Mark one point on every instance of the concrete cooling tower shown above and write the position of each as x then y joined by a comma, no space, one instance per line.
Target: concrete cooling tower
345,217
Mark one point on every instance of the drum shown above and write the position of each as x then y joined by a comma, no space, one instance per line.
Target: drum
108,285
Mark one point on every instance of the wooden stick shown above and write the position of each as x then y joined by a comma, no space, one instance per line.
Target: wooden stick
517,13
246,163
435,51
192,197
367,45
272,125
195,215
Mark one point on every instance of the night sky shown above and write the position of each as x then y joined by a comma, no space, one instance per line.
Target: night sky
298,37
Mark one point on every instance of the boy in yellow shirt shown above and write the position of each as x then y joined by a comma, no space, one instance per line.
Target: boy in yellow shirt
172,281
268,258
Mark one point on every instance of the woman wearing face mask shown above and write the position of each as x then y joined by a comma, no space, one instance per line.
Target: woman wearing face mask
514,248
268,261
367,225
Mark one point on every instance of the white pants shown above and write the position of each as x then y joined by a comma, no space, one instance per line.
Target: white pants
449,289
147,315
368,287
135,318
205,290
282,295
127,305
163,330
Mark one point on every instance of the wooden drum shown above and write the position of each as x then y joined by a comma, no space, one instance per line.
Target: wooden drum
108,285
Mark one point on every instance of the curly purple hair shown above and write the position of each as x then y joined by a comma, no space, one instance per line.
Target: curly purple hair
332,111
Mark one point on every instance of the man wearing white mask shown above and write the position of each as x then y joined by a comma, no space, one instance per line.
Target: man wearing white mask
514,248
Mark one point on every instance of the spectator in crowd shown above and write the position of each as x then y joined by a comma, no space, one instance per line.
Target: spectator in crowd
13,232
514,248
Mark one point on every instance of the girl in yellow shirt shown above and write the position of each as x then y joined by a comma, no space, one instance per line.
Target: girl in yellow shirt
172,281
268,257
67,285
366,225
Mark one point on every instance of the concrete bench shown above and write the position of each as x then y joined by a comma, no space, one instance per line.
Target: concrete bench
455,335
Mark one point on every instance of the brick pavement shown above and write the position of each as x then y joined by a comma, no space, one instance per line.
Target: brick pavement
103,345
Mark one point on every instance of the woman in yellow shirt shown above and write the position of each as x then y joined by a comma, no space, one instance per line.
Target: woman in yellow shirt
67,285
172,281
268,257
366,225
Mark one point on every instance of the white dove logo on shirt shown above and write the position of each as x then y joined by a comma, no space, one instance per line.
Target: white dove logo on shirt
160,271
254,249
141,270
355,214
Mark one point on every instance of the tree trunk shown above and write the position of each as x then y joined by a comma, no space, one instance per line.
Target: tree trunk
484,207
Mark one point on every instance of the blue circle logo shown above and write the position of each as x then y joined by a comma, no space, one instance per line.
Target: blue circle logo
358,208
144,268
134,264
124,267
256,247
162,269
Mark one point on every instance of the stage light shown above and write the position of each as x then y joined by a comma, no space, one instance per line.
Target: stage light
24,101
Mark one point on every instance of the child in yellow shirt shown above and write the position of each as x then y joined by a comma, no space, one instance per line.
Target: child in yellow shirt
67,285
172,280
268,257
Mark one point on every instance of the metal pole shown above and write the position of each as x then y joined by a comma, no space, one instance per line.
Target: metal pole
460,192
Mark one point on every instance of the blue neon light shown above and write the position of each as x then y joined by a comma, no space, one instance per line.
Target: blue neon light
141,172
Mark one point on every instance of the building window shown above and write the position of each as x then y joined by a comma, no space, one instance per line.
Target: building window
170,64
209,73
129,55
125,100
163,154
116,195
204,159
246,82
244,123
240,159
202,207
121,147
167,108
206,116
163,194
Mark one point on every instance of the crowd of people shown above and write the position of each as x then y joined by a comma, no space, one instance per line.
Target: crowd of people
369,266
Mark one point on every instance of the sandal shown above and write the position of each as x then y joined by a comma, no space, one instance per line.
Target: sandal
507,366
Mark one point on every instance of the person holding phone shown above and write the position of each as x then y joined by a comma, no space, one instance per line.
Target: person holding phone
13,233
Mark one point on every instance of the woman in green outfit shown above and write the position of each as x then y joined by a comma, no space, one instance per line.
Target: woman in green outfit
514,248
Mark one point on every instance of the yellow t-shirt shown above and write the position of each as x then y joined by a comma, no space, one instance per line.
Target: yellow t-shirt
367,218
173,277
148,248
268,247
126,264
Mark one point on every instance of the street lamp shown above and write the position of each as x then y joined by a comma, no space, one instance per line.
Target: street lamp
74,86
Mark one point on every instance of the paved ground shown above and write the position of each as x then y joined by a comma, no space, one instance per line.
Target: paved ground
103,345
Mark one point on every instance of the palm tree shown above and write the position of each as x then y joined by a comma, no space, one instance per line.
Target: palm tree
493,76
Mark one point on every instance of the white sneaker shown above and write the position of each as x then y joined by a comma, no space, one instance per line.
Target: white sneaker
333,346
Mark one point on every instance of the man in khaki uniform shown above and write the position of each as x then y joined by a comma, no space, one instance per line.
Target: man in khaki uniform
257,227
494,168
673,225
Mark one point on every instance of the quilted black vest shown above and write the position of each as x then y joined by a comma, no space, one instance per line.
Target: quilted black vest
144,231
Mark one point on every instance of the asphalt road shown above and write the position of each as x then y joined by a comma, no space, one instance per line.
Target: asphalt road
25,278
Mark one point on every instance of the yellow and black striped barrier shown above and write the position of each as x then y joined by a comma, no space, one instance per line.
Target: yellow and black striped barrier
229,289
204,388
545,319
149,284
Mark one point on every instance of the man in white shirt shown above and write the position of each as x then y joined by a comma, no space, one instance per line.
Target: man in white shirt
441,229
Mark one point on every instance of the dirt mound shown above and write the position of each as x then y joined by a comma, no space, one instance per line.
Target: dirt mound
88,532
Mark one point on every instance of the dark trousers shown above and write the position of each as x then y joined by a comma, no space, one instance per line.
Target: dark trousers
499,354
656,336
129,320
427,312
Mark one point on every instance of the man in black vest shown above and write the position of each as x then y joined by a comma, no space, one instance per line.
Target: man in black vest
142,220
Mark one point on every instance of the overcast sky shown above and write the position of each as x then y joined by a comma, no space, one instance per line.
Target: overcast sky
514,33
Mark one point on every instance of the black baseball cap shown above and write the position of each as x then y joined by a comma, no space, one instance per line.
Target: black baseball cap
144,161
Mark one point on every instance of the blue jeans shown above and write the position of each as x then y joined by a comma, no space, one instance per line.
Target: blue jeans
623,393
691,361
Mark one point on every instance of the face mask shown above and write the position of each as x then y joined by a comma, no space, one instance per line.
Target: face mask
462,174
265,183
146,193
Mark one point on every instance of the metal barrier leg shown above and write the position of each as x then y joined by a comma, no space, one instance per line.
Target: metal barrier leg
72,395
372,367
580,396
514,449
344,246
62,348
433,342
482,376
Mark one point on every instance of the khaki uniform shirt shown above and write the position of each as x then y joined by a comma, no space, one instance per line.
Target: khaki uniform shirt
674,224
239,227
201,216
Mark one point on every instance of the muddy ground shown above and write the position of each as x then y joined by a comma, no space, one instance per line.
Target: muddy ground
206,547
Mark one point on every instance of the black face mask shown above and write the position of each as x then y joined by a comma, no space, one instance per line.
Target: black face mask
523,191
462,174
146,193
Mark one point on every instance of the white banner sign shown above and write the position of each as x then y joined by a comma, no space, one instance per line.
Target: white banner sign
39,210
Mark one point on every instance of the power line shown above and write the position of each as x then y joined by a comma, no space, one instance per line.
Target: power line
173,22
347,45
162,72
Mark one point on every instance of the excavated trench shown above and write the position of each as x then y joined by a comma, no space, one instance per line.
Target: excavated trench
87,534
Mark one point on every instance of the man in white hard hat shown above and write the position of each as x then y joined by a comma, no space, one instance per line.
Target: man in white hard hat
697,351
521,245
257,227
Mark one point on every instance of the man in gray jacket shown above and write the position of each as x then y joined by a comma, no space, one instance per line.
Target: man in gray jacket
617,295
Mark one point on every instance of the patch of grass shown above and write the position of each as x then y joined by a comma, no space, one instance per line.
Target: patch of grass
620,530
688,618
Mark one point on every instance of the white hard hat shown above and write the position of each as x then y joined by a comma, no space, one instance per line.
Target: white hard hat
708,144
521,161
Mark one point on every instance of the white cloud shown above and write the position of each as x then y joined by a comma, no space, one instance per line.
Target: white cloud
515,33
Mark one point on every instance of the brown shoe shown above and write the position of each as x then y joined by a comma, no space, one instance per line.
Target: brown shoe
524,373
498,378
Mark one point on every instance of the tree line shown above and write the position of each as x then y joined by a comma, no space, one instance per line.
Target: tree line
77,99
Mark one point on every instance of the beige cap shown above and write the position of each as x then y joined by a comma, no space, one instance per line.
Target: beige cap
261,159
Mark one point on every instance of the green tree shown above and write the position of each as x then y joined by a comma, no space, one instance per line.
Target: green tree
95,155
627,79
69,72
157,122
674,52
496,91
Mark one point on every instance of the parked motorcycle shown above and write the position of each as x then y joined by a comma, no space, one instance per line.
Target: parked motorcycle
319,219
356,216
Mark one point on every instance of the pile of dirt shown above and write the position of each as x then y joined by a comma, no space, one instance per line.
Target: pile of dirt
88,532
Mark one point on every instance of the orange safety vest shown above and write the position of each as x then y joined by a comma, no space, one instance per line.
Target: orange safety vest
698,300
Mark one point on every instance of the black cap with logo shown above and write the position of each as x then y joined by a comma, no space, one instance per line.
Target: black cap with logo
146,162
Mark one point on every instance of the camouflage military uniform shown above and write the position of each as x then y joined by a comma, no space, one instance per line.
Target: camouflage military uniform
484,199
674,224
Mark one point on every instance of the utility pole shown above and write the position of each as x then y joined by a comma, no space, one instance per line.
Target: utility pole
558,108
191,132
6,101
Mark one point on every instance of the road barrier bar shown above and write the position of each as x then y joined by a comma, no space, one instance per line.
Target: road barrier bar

++++++++++++++++++++

### DIRECTIONS FOR THIS TASK
Return exactly the lines of the data, and only those, from the line with "Mark one point on every instance of the parked" through the last line, inclusive.

### THE RESULT
Mark one point on every instance of the parked motorcycle shown above and write the position of each as x then y joined by a comma, no space, one instance per line.
Target: parked motorcycle
319,219
356,216
Mark one point on every instance of the pile of dirt shown above and write the position of each as x then y joined by a comma, no space, one instance per line.
Target: pile of dirt
88,532
Mark one point on every instance of the orange safety vest shown above and write the position of each as x then y joined by a comma, no space, one instance per line.
Target: orange safety vest
698,300
Mark one point on every instance of the black cap with logo shown above and write the position of each as x then y joined by a comma, no space, one instance per line.
Target: black cap with logo
146,162
Mark one point on every instance of the camouflage military uniform shown above and write the position of each as x then y joined by a comma, no space, one instance per line.
Target: camouflage military uniform
484,199
674,224
Mark one point on every instance of the utility pole shown above and write the position of each as x then y joined by a comma, no space, one instance per line.
Target: utility pole
558,108
191,132
6,101
Mark one point on every instance of the road barrier bar shown above and write the position of each as x then y joined by a comma, no space, one instance per line.
Target: road barrier bar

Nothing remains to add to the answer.